* **Required tasks**
(a) Return everything in the research talks schedule from "The initial sequencing" down to "drug discovery programs.", copied word for word.
(b) Resume the research talks schedule, picking up right after its final sentence.

* **Provided passage**
- - - - - - -
Lunch Break, noon - 1:00pm

Session 3: Short Research Talks, 1:00 - 1:45pm

  • De novo assembly of transcriptomes and genomes
    Adrian Reich (Wessel Lab, MCB)
    Echinodermata is a diverse phylum that spans 500 million years of evolution but the vast majority of known genetic information within the phylum is from a single species of sea urchin, S. purpuratus. In the current study we have sequenced and assembled de novo transcriptomes of ovaries of twenty different species, representing all five families of echinoderms. The goals of this dataset are to identify orthologous genes, resolve the phylogenetic relationships of extant echinoderms, and identify rapidly evolving genes. In addition we have sequenced the genomes of two echinoderms and are attempting to assemble these de novo.

  • SOWHAT? The Swofford-Olsen-Waddell-Hillis (SOWH) Test of Topologies
    Samuel Church (Dunn Lab, EEB)
    The Swofford-Olsen-Waddell-Hillis (SOWH) test is a probabilistic evaluation of competing phylogenetic topologies. Using a parametric resampling approach, the SOWH test creates a null distribution of differences in likelihood values and tests the observed data against this distribution. This test is currently implemented using a complicated set of instructions which require manual manipulation of data. It also appears to be unreliable for some data sets. We present a program which automates the complicated steps of the SOWH test, along with a more reliable alternative called SOWHat.

  • Analysis of genomes for drug targets
    Bob Campbell (Brown/MPPB and MBL)
    The initial sequencing of parasite genomes revealed numerous homologs of human drug targets. This led to comparative genomics studies to comprehensively identify candidate drug targets from Neglected Tropical Disease pathogens, contributing to the creation of the WHO-sponsored TDR Targets Database. This also fostered projects to mobilize “old” medicinal chemistry from industry for "new" drug discovery against neglected diseases. Despite this progress, it has remained difficult to produce high-quality drug leads. This short talk will briefly review the work to date, and considerations for integrating bioinformatics approaches with other tools and knowledge to improve outcomes of parasite drug discovery programs.
- - - - - - -
* **Material shown**

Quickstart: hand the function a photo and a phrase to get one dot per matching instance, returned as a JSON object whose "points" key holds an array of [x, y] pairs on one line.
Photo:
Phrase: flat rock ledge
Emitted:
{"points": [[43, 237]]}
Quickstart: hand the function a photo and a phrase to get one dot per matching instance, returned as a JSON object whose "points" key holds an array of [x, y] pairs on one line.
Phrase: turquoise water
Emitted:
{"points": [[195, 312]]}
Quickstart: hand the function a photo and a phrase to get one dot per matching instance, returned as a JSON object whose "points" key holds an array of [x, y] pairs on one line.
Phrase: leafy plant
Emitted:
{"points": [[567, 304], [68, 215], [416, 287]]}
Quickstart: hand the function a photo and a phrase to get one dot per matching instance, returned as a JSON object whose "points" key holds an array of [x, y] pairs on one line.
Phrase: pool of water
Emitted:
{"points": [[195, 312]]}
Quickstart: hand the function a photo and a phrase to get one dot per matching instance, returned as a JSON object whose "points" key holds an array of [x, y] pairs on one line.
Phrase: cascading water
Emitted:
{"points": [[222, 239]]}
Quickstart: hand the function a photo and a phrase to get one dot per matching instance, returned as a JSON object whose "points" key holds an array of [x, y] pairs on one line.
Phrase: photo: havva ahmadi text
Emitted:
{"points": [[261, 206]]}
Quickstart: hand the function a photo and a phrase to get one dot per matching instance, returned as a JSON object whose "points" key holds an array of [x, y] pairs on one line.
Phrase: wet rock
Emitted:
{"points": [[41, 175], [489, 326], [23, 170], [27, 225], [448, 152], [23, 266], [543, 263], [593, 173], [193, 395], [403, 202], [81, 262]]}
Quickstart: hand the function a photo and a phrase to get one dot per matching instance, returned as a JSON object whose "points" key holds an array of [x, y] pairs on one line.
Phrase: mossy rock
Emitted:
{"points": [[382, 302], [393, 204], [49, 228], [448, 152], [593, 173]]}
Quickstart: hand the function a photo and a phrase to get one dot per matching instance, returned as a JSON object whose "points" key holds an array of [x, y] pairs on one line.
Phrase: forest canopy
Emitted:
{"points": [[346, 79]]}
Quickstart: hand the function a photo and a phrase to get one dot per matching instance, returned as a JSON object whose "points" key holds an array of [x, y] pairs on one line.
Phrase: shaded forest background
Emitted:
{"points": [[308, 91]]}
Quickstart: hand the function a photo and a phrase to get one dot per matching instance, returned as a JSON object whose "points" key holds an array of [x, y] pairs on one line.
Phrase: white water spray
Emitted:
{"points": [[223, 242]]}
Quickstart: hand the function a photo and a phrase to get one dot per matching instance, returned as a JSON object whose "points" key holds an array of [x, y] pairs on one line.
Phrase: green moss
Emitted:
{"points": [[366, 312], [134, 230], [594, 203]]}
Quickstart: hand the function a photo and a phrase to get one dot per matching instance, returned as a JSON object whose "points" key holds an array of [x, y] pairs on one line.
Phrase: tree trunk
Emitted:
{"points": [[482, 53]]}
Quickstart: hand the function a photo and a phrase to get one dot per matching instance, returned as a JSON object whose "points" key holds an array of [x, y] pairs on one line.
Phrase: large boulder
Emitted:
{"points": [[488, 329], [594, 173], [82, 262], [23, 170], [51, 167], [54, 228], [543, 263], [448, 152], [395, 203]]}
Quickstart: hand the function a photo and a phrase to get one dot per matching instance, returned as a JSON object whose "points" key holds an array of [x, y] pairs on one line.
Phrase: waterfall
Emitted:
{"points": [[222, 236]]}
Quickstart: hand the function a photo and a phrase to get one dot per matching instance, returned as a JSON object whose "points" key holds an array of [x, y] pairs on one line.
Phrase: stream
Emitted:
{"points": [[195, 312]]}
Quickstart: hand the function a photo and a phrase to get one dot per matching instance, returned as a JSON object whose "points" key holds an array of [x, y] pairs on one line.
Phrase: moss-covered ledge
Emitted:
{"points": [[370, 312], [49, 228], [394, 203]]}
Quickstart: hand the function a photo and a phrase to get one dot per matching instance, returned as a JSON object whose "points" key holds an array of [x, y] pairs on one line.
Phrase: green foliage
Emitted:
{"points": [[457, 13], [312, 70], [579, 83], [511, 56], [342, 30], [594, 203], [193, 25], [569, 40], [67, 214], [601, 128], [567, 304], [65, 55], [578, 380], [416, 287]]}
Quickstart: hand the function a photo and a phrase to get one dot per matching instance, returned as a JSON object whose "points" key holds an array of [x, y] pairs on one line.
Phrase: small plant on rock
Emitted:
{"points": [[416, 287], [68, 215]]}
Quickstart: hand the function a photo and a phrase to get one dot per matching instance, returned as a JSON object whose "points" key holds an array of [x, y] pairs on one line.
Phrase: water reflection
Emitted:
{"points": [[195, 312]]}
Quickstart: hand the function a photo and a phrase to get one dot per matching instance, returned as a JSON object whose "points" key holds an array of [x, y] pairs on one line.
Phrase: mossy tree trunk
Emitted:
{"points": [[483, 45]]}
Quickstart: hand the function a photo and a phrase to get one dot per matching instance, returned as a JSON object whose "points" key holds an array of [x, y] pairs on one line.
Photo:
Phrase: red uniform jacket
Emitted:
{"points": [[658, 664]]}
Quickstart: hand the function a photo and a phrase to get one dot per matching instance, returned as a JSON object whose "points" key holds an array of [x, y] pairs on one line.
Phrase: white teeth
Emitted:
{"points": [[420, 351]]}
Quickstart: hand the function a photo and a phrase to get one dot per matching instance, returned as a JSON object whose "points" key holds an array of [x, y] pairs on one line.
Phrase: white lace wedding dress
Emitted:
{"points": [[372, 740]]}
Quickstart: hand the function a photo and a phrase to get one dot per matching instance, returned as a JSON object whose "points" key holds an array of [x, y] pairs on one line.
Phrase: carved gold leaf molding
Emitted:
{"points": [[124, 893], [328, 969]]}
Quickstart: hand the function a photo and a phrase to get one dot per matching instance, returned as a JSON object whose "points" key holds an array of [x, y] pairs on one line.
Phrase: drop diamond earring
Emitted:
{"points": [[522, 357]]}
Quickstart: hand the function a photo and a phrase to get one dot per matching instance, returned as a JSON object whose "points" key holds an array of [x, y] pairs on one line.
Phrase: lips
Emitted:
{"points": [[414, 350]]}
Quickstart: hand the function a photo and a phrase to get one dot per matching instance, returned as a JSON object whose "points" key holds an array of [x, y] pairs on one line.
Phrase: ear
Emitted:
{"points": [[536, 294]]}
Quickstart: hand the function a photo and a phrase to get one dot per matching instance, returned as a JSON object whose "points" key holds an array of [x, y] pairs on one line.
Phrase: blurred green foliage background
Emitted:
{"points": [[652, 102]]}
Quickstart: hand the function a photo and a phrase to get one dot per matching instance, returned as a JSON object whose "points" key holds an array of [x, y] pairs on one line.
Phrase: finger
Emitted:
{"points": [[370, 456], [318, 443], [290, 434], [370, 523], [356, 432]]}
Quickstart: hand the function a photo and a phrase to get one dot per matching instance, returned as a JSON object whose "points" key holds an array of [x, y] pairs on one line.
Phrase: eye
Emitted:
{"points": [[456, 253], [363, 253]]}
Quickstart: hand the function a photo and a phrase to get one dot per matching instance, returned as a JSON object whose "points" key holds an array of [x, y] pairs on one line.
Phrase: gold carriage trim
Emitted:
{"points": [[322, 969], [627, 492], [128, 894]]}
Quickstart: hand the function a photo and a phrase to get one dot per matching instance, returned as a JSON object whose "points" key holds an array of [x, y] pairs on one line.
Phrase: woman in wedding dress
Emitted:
- - - - - - -
* **Responses by item number**
(a)
The initial sequencing of parasite genomes revealed numerous homologs of human drug targets. This led to comparative genomics studies to comprehensively identify candidate drug targets from Neglected Tropical Disease pathogens, contributing to the creation of the WHO-sponsored TDR Targets Database. This also fostered projects to mobilize “old” medicinal chemistry from industry for "new" drug discovery against neglected diseases. Despite this progress, it has remained difficult to produce high-quality drug leads. This short talk will briefly review the work to date, and considerations for integrating bioinformatics approaches with other tools and knowledge to improve outcomes of parasite drug discovery programs.

(b)
Session 4: Data Management, 2:00 - 3:00pm

  • Data management is fun
    Casey Dunn (EEB)
    Managing data for a large, data intensive project with multiple researchers can get more complicated than the analyses themselves. I'll discuss some of the challenges we've faced in my lab and how we have approached them.

  • Data Management: Critical Success Factors
    Jaime Combariza (CCV)
    The ready availability of powerful instruments like genome sequencers, telescopes, electron microscopes, and remote sensing devices coupled with the increased capability of supercomputers to process vast amounts of information has resulted in an explosion of data (4th paradigm of science) that poses challenges not only to analyze it and move science forward but also -- and perhaps more importantly -- for the proper management and curation of this data. These challenges include: planning for data management; documentation and metadata; data structure and organization; security and backup; citation; dissemination; and sharing, In this talk I will describe best practices on data management that are recommended to researchers and if properly applied will strengthen collaborative endeavors (technical and scientific) between researchers and the unit/center that may be the stewardship of the data. These best practices are also critical components of a "data management plan," which is a requirement for some funding agencies.